## START SOURCE RECORDS
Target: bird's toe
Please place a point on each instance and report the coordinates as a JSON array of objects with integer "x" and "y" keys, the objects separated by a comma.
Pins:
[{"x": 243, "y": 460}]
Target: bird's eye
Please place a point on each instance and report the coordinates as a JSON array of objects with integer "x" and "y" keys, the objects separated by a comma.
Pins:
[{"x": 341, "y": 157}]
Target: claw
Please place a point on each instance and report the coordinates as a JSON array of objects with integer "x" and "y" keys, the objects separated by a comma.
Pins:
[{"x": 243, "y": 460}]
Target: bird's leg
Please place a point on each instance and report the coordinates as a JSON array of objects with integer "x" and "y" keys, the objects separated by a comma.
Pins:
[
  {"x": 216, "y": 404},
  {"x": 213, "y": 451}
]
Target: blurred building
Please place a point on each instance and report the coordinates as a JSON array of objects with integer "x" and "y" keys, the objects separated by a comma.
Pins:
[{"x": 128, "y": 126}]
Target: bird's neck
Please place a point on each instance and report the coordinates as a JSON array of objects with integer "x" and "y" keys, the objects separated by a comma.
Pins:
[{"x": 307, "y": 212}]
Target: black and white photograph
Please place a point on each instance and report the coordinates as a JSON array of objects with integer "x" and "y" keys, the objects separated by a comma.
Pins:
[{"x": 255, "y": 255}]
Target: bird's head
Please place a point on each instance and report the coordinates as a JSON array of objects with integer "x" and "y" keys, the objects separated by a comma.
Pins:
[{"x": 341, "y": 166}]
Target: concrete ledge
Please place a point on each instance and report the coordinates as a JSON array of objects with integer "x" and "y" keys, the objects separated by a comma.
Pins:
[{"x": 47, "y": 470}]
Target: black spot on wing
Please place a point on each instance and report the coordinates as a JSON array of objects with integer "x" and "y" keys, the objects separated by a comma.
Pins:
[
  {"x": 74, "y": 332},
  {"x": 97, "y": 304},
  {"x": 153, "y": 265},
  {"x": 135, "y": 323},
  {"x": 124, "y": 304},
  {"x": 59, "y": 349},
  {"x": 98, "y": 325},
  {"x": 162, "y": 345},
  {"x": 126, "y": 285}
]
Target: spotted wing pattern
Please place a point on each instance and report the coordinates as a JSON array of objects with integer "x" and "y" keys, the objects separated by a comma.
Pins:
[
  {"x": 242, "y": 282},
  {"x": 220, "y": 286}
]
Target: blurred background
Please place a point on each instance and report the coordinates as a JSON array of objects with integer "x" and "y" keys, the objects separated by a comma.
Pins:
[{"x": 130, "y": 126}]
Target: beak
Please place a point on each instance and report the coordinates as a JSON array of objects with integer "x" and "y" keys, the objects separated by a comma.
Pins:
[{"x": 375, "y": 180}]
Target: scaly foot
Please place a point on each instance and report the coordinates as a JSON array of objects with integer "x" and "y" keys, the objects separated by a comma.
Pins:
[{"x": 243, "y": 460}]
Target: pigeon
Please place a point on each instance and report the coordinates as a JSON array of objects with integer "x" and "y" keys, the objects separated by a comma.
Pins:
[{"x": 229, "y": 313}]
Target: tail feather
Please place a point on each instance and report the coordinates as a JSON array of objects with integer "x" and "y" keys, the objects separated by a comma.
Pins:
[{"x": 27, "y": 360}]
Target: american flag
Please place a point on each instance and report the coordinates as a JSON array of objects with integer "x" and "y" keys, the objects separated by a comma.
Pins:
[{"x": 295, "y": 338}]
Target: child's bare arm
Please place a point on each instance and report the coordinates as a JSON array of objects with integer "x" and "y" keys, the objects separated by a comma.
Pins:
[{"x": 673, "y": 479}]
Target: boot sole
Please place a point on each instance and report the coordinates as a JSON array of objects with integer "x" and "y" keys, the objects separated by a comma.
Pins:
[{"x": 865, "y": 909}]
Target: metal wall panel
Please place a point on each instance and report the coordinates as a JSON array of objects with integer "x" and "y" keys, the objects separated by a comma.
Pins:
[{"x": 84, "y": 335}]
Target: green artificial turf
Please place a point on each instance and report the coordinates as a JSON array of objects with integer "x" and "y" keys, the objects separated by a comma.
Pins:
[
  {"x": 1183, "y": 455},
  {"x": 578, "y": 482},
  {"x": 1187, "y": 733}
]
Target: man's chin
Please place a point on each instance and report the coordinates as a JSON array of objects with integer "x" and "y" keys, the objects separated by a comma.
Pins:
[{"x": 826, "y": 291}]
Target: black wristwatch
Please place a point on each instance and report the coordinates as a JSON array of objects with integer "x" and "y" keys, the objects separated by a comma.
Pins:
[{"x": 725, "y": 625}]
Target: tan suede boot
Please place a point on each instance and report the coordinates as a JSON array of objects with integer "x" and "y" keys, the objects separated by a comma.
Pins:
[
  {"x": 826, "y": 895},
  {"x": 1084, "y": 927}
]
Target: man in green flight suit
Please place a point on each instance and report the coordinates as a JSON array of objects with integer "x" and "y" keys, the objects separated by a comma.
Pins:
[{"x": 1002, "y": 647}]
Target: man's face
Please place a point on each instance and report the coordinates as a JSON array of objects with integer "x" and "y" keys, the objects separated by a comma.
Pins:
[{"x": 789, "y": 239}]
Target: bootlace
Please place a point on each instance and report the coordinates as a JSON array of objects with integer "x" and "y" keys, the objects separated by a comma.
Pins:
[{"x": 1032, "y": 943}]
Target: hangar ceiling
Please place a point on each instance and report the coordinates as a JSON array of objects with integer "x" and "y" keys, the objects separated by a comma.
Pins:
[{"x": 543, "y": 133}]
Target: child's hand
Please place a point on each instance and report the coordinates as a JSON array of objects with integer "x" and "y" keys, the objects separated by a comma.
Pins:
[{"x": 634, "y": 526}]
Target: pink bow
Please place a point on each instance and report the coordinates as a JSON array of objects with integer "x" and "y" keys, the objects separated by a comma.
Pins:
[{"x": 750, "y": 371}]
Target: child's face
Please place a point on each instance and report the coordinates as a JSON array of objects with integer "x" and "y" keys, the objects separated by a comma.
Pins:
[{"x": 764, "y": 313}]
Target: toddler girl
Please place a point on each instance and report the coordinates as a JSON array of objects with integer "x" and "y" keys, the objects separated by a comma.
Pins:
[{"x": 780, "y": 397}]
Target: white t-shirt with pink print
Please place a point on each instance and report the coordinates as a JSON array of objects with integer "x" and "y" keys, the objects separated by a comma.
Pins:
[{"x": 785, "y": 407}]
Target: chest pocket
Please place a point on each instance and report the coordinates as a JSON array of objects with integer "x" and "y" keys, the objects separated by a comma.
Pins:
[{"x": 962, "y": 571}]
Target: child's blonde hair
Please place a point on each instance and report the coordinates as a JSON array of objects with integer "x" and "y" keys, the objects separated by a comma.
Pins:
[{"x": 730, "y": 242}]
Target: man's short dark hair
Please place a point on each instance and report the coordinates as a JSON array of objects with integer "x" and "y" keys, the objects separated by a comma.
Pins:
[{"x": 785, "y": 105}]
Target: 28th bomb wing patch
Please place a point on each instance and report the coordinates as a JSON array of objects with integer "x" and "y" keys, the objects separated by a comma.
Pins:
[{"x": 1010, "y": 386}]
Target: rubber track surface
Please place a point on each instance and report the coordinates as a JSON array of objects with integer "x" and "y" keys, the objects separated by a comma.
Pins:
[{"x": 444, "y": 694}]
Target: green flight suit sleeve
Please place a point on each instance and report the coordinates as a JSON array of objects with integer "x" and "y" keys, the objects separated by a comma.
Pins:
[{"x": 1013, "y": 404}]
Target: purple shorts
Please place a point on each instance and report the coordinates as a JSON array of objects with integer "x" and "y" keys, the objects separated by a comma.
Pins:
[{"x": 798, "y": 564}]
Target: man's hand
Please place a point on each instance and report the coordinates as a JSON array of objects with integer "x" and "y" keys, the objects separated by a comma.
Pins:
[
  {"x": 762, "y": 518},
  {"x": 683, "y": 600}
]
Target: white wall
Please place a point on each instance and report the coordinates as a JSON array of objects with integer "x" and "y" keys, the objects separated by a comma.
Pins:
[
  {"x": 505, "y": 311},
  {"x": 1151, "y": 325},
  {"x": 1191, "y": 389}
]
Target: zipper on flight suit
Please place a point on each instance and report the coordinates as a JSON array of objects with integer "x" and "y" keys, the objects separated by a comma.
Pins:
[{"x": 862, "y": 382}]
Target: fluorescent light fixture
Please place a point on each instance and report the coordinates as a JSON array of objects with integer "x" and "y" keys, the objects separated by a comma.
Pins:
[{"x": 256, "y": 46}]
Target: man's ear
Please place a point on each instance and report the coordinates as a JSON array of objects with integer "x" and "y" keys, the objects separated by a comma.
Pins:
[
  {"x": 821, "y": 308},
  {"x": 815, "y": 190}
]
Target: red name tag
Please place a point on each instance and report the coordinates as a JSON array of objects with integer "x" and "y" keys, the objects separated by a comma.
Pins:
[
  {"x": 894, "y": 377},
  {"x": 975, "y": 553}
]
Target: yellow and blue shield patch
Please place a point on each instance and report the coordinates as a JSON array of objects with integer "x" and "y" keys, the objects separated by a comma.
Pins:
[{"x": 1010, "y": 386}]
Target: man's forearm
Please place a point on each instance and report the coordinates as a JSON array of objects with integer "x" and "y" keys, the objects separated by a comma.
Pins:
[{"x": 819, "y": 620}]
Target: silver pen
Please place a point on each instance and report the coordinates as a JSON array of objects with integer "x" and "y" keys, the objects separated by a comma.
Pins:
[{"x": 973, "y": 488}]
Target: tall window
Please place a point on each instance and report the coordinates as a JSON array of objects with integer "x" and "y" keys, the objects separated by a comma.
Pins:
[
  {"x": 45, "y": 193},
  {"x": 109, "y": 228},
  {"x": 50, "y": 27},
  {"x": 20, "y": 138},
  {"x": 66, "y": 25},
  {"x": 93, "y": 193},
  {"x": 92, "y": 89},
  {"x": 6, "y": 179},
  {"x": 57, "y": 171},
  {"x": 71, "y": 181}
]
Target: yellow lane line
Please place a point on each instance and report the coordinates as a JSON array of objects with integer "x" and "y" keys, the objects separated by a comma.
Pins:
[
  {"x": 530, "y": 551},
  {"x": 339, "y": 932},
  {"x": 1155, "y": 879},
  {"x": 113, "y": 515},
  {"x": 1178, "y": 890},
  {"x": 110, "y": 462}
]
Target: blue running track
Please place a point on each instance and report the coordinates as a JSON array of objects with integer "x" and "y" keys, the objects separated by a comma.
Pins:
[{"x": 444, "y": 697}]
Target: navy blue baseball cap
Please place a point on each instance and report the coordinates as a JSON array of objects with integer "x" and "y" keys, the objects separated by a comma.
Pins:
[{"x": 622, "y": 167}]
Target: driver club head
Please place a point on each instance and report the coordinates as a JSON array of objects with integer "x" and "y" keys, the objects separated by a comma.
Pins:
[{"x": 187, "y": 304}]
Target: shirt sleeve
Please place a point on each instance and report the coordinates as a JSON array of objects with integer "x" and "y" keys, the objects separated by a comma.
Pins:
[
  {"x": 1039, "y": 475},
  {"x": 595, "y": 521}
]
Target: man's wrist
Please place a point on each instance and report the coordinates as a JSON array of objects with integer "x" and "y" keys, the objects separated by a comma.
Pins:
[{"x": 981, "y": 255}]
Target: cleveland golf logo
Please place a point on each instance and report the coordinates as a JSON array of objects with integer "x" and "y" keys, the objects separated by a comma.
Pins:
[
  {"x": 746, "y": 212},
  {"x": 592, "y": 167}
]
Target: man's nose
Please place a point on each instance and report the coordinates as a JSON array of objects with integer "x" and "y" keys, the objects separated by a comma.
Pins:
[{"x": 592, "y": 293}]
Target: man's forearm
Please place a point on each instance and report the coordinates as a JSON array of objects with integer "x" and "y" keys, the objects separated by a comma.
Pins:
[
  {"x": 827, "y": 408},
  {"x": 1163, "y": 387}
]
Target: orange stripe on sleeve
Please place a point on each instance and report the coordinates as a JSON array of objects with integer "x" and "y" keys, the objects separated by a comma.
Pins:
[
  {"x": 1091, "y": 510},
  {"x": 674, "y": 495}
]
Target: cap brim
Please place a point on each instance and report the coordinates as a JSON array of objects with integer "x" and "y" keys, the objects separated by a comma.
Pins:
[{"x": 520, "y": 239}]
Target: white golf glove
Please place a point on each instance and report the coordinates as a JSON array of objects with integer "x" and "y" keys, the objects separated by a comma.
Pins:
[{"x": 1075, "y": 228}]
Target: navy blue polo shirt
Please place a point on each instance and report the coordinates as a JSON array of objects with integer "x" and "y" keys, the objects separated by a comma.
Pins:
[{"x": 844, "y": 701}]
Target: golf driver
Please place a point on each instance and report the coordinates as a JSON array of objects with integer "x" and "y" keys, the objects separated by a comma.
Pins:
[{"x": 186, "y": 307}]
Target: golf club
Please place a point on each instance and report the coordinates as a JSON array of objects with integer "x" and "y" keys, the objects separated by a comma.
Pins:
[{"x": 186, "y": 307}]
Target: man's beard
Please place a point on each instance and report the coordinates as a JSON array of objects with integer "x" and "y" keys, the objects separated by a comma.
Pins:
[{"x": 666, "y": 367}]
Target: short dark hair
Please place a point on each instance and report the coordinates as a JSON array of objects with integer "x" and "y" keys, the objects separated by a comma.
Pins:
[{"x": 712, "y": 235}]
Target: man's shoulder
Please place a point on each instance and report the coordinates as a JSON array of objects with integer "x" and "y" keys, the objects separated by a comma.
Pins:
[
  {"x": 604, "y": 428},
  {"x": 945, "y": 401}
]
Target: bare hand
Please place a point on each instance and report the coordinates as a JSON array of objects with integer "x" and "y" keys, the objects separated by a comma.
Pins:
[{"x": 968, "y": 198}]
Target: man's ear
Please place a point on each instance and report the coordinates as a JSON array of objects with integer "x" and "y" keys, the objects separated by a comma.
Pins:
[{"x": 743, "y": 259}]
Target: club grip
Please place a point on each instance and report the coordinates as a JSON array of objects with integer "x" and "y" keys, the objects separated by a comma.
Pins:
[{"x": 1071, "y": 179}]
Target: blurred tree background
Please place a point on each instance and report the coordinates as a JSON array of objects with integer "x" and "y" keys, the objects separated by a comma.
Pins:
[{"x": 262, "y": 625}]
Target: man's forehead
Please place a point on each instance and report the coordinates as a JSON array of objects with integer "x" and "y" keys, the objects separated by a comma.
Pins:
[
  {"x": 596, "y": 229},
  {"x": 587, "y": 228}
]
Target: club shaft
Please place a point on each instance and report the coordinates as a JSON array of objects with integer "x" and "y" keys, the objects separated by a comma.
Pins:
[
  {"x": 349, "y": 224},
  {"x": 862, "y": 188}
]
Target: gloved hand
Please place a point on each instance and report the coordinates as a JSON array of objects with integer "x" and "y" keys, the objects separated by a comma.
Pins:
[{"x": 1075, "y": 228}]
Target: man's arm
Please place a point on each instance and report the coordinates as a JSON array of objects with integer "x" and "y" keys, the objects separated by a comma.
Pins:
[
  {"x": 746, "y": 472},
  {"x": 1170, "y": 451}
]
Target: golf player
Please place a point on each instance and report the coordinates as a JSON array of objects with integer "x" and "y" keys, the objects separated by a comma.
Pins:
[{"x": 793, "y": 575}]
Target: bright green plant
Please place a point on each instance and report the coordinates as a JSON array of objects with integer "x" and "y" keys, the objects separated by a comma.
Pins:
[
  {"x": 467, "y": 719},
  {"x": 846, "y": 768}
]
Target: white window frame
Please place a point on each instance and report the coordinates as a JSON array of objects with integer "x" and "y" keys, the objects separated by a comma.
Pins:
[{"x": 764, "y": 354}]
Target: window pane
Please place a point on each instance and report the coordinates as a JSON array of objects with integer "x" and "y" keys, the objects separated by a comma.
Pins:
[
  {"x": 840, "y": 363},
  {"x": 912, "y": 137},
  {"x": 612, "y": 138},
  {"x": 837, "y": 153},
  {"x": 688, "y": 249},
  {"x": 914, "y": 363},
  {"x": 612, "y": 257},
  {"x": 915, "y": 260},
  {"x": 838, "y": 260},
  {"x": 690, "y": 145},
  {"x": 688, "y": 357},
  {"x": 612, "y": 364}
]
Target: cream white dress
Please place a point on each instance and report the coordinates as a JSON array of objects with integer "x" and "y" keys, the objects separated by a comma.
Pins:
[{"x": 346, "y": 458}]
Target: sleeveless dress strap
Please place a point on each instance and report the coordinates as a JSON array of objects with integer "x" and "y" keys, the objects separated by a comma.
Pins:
## END SOURCE RECORDS
Everything from the line containing "Target: white window frame" through the final line of the listing, inclusive, must be reproduced exactly; leave out the rest.

* **EXERCISE ANSWER**
Target: white window frame
Please place a point on each instance and report the coordinates as a JSON array of objects with integer "x" and "y" keys, the objects separated by a comma.
Pins:
[{"x": 764, "y": 354}]
Target: window pane
Please place a point on each instance and report the coordinates as a JSON array of objects with integer "x" and "y" keys, the objects separated by a comma.
Pins:
[
  {"x": 840, "y": 363},
  {"x": 912, "y": 137},
  {"x": 612, "y": 138},
  {"x": 837, "y": 153},
  {"x": 688, "y": 249},
  {"x": 914, "y": 363},
  {"x": 612, "y": 257},
  {"x": 915, "y": 260},
  {"x": 838, "y": 260},
  {"x": 690, "y": 145},
  {"x": 688, "y": 357},
  {"x": 612, "y": 364}
]
Target: cream white dress
Please place a point on each instance and report the coordinates as a JSON array of objects with integer "x" and "y" keys, the objects separated by a comma.
Pins:
[{"x": 346, "y": 458}]
Target: sleeveless dress strap
Please place a point on each instance and report the coordinates as a JSON array of objects with integer "x" and "y" keys, the objects separated by a comma.
Pins:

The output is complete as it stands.